==== DATA SUPPLIED ====

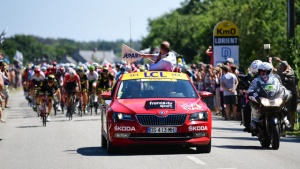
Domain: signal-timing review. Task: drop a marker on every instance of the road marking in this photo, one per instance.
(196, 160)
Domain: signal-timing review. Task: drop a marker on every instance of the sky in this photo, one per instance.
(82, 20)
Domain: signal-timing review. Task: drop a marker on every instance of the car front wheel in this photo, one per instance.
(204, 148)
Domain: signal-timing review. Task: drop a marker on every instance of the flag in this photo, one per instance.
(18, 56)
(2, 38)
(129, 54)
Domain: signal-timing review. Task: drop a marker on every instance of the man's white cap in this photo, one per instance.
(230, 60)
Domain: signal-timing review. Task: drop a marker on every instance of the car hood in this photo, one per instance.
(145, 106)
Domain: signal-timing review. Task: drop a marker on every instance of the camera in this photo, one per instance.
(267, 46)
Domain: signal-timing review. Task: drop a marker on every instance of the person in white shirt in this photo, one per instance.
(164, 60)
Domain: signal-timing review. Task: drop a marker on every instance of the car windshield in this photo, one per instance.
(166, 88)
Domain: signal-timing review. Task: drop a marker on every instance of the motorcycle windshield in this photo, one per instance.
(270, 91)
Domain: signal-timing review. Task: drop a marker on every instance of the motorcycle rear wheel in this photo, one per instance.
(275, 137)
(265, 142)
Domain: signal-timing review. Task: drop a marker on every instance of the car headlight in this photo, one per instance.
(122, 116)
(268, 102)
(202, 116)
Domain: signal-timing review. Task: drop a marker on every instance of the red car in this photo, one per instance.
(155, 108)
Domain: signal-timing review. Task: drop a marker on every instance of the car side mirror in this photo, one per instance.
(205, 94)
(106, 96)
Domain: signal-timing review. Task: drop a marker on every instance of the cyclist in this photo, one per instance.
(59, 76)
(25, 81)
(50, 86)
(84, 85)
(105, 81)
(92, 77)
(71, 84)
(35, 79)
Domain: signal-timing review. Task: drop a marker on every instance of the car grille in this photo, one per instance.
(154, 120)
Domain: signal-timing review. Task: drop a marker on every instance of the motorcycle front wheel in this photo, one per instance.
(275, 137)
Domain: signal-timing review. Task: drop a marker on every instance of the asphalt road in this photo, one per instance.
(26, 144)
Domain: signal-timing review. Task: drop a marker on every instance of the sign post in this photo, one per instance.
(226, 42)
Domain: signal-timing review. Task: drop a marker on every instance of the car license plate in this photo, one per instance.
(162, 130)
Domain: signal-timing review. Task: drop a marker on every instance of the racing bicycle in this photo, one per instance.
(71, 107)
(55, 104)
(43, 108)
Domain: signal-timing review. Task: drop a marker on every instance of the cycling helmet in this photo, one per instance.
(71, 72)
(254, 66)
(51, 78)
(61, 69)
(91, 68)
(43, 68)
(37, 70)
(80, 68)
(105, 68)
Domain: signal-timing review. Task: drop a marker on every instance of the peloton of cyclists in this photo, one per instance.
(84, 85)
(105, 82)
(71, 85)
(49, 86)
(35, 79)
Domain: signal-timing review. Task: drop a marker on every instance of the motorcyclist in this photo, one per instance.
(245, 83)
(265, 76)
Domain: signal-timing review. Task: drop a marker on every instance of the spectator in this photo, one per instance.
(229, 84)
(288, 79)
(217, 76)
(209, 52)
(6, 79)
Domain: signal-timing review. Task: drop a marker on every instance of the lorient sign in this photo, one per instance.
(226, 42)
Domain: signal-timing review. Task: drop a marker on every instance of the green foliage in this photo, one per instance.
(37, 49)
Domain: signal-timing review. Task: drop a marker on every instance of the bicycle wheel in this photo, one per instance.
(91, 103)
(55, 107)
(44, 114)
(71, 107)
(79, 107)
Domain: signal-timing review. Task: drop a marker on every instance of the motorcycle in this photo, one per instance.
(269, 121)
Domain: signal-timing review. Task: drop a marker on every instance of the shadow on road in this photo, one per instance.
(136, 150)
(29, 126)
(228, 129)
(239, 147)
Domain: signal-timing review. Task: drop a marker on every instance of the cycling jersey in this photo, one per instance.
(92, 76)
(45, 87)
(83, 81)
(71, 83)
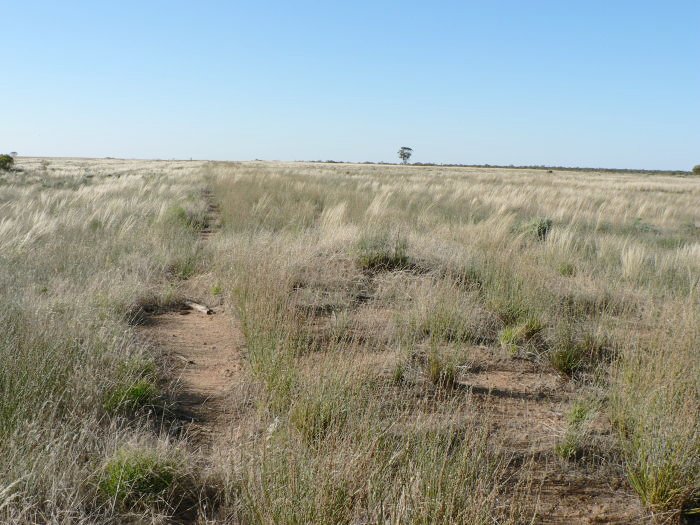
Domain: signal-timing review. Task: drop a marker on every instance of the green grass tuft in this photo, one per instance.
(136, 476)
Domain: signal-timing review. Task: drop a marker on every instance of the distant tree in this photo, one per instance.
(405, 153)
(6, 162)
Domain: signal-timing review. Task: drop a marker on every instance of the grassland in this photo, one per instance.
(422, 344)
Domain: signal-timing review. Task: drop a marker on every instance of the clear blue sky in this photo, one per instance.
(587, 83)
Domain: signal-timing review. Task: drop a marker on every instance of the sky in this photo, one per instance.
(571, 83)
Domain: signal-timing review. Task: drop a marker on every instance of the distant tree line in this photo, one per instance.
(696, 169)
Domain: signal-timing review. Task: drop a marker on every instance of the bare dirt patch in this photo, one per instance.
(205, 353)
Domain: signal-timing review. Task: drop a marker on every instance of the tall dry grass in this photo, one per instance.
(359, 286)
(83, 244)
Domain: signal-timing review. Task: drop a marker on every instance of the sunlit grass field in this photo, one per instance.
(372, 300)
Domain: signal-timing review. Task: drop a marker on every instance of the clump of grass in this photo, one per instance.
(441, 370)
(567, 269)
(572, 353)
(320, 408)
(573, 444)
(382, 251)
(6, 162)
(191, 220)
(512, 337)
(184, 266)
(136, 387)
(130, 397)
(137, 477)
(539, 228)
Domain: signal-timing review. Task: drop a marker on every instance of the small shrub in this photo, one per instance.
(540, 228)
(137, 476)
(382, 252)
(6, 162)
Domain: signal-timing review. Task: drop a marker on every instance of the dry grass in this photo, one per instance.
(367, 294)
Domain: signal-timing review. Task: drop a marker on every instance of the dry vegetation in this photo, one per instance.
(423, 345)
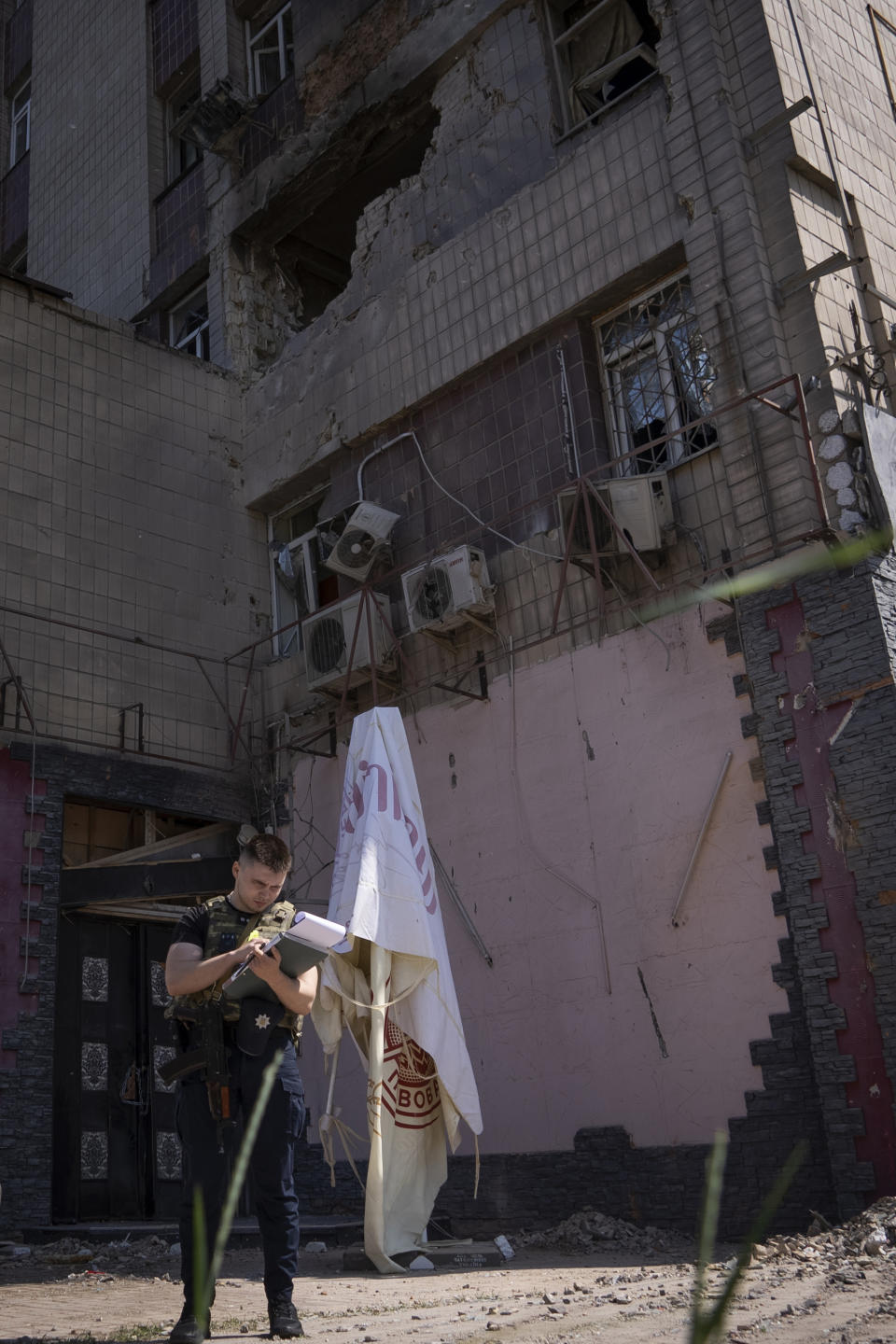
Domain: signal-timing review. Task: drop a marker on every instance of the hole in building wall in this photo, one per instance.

====

OBJECTIVE: Output all the records, word for word, with no pictures in the copy.

RESULT OF THIS TASK:
Domain: signal-timing review. Task: drop a marker on every instance of the road marking in this photo, one per instance.
(196, 160)
Domain: signal-timing review. Task: drop a marker on every instance of the sky in this photo, one per instance.
(82, 20)
Domain: signal-timing review. Task: drop a marker on every instance of the car front wheel in this photo, one per instance.
(204, 148)
Domain: signal-timing review. Task: drop a marker on every instance of the flag in this photo, one per instance.
(18, 56)
(2, 38)
(129, 54)
Domain: signal-timing review. Task: drop a marker on every instance of the man's white cap in this photo, one per instance.
(230, 60)
Domain: signal-timing review. Task: drop a marker on every instance of the car hood in this photo, one per instance.
(145, 106)
Domain: signal-timing review. Task: drop a marker on every instance of the camera in this photo, one per instance.
(267, 46)
Domain: signal-timing review. Task: drop a marker on every instance of the person in white shirt in this photo, one per instance.
(164, 60)
Domain: signal-timing review. Task: drop a marker on every instance of the car windshield in this photo, one per instance.
(166, 88)
Domain: signal-timing review. Task: drop a marker on every instance of the motorcycle windshield in this photo, one per instance.
(270, 91)
Domain: signal-timing review. Task: drop a marker on every instance of the motorcycle rear wheel in this photo, one per instance.
(275, 137)
(265, 142)
Domain: signal-timing review. Task: drop a marker on every instance of the car headlight in this photo, one per instance.
(122, 116)
(268, 102)
(202, 116)
Domain: signal-timing review. Task: drop a marker on every instance of the red car in this photo, one per instance.
(155, 108)
Domain: signal-timing review. Task: drop a marker on every instance of the car side mirror in this photo, one per instance.
(205, 94)
(106, 96)
Domain: signal-timing review. Task: drop a marker on every instance of the cyclist in this photo, one per instance.
(59, 76)
(25, 81)
(50, 86)
(84, 85)
(105, 81)
(92, 77)
(71, 84)
(35, 79)
Domain: signal-timing review. Task: drop a marker on every instance of the car grille in this photo, one per instance.
(154, 120)
Domain: signal-timing review. Task: drop a marker on every instance of the motorcycle front wheel in this photo, one per instance.
(275, 137)
Domain: signal-timing review. Task: drop a marker on every instance of the asphalt road in this photo, one per instance.
(26, 144)
Domain: signal-timing review. Task: drop a marker on every instance of the sign post in this photo, one per instance.
(226, 42)
Domain: signal-timing review. Task: drop a marker on every instance of the car license plate in this photo, one per instance.
(162, 130)
Domain: signal-timing review. Task: drop a marker on every instance of the racing bicycle in this photo, one per instance.
(71, 107)
(55, 104)
(43, 108)
Domain: signal-timing review. Task: drop a marker on every instance of the cycling helmet in this photo, one per instance.
(71, 72)
(254, 66)
(51, 78)
(61, 69)
(91, 68)
(43, 68)
(37, 70)
(80, 68)
(105, 68)
Domain: signal-timing review. Task: drop a marker on every instance of the peloton of cyclists in this photo, one per instance.
(84, 85)
(105, 82)
(71, 85)
(49, 86)
(35, 79)
Domain: signal-timing review. Task: drop a marker on every instance of the motorcyclist in this photo, one per instance.
(245, 83)
(265, 76)
Domain: signal-timing review. Task: drop a marker on every instance of the spectator in this photo, one per instance.
(229, 84)
(288, 79)
(217, 76)
(209, 52)
(6, 79)
Domain: signal-timing review. Task: drop a marker on every instance of the lorient sign in this photo, one per instance.
(226, 42)
Domain: signal-timing review. Task: drop a marker on every instance of the green foliage in this photo, one per instance.
(37, 49)
Domain: signal-timing review. Task: drop a marker on every instance of the bicycle wheel in this photo, one per instance.
(91, 103)
(55, 107)
(44, 114)
(71, 107)
(79, 107)
Domain: signal-timing review. Task: drop a marker on every instance of the motorcycle in this photo, one per instance.
(269, 121)
Domain: signal-timing review. Task: drop a marker on every instance of the shadow on road in this photo, one per instance.
(136, 150)
(29, 126)
(228, 129)
(239, 147)
Domain: signal-timing review. Task: drop a marker on every instance of the cycling jersey in this photo, one per instance.
(92, 76)
(45, 87)
(83, 81)
(71, 83)
Domain: signal-timing review. Task: drop a marker on every instance of the green grass tuft in this photo, one per instance.
(136, 476)
Domain: signal-timing review. Task: drop a marker on every instance of the distant tree in this photo, one per instance.
(405, 153)
(6, 162)
Domain: signal-timing review. Task: drop a marker on every instance of the grassland in this photo, one per instance.
(422, 344)
Domain: signal-timing review. Task: drop a marker on every instance of the clear blue sky in this photo, one per instance.
(587, 83)
Domain: signal-timing review. Task: drop a marker on every instance of the sky in this photo, one per instance.
(571, 83)
Domain: signal-timing review. Task: drop a marker on every instance of the distant tree line in this photo, one per instance.
(696, 169)
Domain: signal-timing review. Task: drop a marker on every instance of the bare dirt patch in this photo, one per instance.
(205, 353)
Domain: signal-timing review. Task: drop a marker on every instance of the tall dry grass in this photo, one per instance.
(359, 286)
(83, 244)
Domain: signal-timing review. Task: drop a marker on every instance of the sunlit grass field in this photo, one per instance.
(372, 300)
Domain: signal-timing review. Task: drop a marker on every instance of the clump of grass in this photo, one per instance.
(441, 370)
(567, 269)
(572, 353)
(320, 408)
(573, 444)
(382, 251)
(6, 162)
(191, 220)
(512, 337)
(184, 266)
(136, 387)
(130, 397)
(137, 477)
(539, 228)
Domain: signal-timing review. Task: drop a marker on every instance of the small shrub in this photo, one per instance.
(540, 228)
(137, 476)
(382, 252)
(6, 162)
Domain: signal-timing review. Task: drop a marker on every instance of the dry grass in this photo, one per instance.
(367, 294)
Domain: signal-timing review. Task: drop a marker on every instance of the dry vegetation in this photo, one per instance.
(423, 345)
Domain: signal-timing review. Task: drop a marker on every instance of the hole in building wall in this photo, one per instance.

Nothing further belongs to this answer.